(Labeled shape records)
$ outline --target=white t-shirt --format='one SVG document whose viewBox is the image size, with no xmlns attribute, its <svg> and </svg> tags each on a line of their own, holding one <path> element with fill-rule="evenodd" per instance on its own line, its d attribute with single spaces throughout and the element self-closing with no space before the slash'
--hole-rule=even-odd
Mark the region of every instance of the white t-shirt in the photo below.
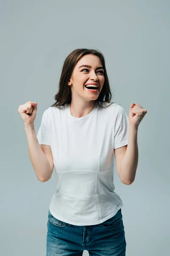
<svg viewBox="0 0 170 256">
<path fill-rule="evenodd" d="M 85 226 L 116 214 L 123 204 L 114 192 L 114 148 L 128 144 L 128 116 L 117 103 L 102 108 L 96 102 L 79 118 L 68 104 L 45 111 L 37 137 L 51 147 L 56 188 L 49 209 L 54 217 Z"/>
</svg>

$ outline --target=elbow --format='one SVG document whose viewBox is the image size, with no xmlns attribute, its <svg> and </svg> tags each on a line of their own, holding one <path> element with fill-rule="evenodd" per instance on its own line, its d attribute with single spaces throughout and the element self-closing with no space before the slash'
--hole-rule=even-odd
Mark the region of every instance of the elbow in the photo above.
<svg viewBox="0 0 170 256">
<path fill-rule="evenodd" d="M 121 180 L 121 182 L 123 183 L 123 184 L 125 184 L 125 185 L 131 185 L 131 184 L 132 184 L 132 183 L 133 182 L 134 180 L 129 180 L 129 181 L 123 181 Z"/>
<path fill-rule="evenodd" d="M 49 180 L 50 179 L 50 178 L 49 178 L 49 179 L 45 179 L 44 178 L 42 178 L 42 177 L 38 178 L 38 177 L 37 177 L 37 178 L 38 179 L 38 180 L 40 180 L 40 181 L 41 181 L 41 182 L 46 182 L 46 181 L 48 181 L 48 180 Z"/>
</svg>

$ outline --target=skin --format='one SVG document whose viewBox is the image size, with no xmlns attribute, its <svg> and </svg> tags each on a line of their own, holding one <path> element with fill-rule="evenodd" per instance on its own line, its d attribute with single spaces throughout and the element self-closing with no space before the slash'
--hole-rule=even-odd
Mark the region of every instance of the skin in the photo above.
<svg viewBox="0 0 170 256">
<path fill-rule="evenodd" d="M 91 68 L 82 67 L 79 68 L 82 65 L 89 65 Z M 92 54 L 83 56 L 76 63 L 68 83 L 68 85 L 71 87 L 70 109 L 73 116 L 85 116 L 94 108 L 96 100 L 99 97 L 105 81 L 103 69 L 96 69 L 99 67 L 102 67 L 100 59 Z M 93 82 L 99 84 L 96 93 L 90 92 L 85 86 L 86 84 Z"/>
</svg>

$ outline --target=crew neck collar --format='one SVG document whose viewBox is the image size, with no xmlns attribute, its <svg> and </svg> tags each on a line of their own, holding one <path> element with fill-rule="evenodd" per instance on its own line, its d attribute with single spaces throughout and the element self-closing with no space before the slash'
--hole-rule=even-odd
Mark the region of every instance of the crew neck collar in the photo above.
<svg viewBox="0 0 170 256">
<path fill-rule="evenodd" d="M 90 113 L 89 113 L 86 116 L 82 116 L 82 117 L 75 117 L 75 116 L 72 116 L 71 115 L 71 112 L 70 111 L 70 103 L 65 104 L 65 105 L 66 105 L 66 106 L 67 106 L 67 110 L 68 115 L 68 116 L 69 117 L 69 118 L 70 118 L 70 119 L 74 121 L 79 122 L 79 121 L 81 121 L 82 120 L 86 119 L 88 118 L 89 118 L 90 116 L 91 116 L 92 115 L 94 114 L 94 113 L 95 112 L 96 109 L 97 108 L 97 102 L 96 102 L 96 103 L 95 103 L 95 105 L 94 108 L 93 109 L 93 110 L 92 110 L 92 111 L 91 111 L 91 112 L 90 112 Z"/>
</svg>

» **TASK DETAILS**
Rewrite the stretch from the line containing "outline --target=crew neck" through the end of the records, requests included, multiplying every viewBox dimension and path coordinate in the answers by 1.2 and rounding each result to a whole number, with halves rounded up.

» **RESPONSE BELOW**
$ outline --target=crew neck collar --format='one SVG document whose viewBox is the image size, with no xmlns attribute, its <svg> and </svg> tags each on a line of their own, holding one <path> element with fill-rule="evenodd" per instance on its own line, its d attribute with single spaces throughout and the element self-closing with no space before the slash'
--hole-rule=even-odd
Mark the region of every instance of the crew neck collar in the photo above.
<svg viewBox="0 0 204 307">
<path fill-rule="evenodd" d="M 108 136 L 107 136 L 103 139 L 98 139 L 98 140 L 90 140 L 90 139 L 86 139 L 85 138 L 85 134 L 84 133 L 84 124 L 78 125 L 78 126 L 79 126 L 79 127 L 80 127 L 80 132 L 82 138 L 82 139 L 83 140 L 83 142 L 84 142 L 84 143 L 89 145 L 95 146 L 95 145 L 97 145 L 98 144 L 103 143 L 106 142 L 107 142 L 108 139 L 109 139 L 110 138 L 113 137 L 113 136 L 114 134 L 115 131 L 116 130 L 116 122 L 115 122 L 115 124 L 114 124 L 114 126 L 113 130 L 112 131 L 112 132 L 110 132 L 110 133 L 109 133 L 109 134 L 108 134 Z"/>
</svg>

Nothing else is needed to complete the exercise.